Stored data
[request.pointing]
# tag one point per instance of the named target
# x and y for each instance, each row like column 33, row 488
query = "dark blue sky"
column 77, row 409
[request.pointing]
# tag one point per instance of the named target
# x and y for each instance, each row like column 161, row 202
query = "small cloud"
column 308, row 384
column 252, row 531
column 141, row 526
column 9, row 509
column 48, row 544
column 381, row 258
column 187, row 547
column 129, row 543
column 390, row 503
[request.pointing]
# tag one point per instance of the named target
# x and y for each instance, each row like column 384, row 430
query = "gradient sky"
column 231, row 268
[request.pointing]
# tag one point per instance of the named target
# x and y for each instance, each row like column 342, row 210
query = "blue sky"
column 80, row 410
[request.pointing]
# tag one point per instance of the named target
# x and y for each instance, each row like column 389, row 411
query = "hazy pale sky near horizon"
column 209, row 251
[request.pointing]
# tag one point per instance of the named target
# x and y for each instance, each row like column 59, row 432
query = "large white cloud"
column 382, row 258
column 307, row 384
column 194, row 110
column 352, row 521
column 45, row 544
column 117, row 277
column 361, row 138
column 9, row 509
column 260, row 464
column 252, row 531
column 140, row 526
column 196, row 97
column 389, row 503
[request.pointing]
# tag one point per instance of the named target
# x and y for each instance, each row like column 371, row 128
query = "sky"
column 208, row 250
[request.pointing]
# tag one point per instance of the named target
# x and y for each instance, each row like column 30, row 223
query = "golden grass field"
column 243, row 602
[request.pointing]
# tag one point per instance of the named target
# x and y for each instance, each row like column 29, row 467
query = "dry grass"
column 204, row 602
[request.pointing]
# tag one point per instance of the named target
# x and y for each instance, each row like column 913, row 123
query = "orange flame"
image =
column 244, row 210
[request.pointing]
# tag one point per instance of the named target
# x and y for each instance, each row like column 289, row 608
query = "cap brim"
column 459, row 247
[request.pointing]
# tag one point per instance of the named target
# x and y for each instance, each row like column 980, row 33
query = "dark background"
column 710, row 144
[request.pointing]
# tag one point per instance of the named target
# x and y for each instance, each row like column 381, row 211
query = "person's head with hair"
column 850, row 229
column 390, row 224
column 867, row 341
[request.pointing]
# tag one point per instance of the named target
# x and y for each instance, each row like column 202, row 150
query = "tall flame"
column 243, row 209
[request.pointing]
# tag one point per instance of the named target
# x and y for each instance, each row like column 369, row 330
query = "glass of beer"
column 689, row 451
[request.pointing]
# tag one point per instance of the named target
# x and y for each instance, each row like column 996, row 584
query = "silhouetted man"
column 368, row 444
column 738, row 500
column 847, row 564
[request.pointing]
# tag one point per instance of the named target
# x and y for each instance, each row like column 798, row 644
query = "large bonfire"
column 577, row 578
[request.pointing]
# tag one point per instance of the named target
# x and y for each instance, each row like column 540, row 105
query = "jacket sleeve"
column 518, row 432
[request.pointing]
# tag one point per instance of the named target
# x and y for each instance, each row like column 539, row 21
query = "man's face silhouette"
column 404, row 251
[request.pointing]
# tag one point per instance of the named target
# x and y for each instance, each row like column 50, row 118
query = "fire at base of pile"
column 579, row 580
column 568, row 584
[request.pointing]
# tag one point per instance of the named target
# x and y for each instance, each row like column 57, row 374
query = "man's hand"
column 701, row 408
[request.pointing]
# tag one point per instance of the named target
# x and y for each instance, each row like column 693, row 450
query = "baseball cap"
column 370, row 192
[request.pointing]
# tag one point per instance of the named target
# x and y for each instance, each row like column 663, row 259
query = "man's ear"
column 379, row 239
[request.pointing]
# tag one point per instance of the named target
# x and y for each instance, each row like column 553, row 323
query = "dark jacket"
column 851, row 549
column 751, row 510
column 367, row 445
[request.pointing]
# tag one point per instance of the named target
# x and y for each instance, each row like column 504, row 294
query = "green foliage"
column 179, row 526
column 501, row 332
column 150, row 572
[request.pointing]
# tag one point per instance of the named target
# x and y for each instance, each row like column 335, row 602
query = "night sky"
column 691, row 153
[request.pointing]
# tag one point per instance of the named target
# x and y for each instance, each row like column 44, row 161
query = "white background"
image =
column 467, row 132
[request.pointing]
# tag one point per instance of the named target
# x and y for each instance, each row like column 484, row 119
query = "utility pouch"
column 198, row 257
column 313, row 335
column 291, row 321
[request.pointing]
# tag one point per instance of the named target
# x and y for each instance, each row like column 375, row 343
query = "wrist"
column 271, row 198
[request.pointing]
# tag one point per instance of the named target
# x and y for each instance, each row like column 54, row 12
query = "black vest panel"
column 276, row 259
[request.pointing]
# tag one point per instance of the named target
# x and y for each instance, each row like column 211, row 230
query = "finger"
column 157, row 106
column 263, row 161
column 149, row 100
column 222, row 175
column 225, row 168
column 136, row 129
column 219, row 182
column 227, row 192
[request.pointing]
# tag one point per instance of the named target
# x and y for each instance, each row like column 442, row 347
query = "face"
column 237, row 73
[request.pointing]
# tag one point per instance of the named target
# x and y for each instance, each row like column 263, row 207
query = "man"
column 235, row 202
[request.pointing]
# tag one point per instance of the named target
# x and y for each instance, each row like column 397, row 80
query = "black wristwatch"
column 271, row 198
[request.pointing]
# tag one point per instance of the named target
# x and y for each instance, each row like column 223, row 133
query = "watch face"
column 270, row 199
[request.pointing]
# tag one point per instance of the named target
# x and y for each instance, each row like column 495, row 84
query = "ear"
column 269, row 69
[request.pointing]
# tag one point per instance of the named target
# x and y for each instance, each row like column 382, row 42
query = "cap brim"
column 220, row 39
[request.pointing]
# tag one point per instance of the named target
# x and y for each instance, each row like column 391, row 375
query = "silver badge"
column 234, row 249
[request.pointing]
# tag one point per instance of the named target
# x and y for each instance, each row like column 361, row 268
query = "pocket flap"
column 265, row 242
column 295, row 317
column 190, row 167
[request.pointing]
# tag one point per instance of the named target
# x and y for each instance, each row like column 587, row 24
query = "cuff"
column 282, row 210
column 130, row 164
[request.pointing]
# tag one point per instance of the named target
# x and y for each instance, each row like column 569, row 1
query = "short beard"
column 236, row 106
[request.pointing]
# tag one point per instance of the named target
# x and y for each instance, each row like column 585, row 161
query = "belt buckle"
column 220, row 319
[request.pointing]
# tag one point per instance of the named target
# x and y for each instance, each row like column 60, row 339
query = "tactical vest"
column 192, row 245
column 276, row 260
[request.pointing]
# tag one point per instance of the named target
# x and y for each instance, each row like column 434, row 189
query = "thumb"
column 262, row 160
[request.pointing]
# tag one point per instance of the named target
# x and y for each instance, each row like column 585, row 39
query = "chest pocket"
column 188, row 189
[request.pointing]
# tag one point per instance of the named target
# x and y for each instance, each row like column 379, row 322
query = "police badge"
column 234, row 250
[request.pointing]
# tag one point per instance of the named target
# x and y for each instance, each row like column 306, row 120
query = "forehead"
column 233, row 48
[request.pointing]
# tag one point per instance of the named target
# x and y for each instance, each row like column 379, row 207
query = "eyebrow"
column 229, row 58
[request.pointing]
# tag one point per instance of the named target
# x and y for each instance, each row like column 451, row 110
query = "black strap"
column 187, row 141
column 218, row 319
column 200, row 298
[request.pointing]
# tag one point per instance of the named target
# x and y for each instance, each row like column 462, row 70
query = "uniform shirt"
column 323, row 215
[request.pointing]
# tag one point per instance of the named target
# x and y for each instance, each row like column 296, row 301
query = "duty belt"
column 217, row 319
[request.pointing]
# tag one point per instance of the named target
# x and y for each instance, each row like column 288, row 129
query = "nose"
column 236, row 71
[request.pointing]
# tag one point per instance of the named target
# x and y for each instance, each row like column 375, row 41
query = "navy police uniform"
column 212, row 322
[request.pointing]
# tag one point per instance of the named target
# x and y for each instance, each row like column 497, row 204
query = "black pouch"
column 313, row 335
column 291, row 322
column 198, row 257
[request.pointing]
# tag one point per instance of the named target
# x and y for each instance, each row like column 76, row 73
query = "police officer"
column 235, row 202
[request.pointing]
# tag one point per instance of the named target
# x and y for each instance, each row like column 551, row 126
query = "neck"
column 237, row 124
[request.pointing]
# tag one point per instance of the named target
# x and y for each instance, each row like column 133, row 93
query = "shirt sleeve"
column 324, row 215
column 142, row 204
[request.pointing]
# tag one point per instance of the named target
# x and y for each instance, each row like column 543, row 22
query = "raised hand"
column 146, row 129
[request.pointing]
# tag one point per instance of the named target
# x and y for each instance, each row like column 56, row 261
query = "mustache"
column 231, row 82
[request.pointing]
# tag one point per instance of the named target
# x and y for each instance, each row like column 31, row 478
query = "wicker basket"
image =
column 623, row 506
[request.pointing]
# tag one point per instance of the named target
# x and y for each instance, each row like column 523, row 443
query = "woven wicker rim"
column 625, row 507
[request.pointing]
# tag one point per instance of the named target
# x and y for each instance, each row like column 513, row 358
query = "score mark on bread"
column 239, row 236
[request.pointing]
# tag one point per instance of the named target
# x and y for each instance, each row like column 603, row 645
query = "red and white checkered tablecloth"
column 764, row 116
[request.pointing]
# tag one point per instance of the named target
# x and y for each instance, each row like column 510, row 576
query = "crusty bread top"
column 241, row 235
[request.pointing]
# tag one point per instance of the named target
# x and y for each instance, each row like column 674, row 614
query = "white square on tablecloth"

(Objective) Please gather every line of the material above that contains the string "badge", and copy each one out. Matches are case-sensitive.

(Full solution)
query = "silver badge"
query = "police badge"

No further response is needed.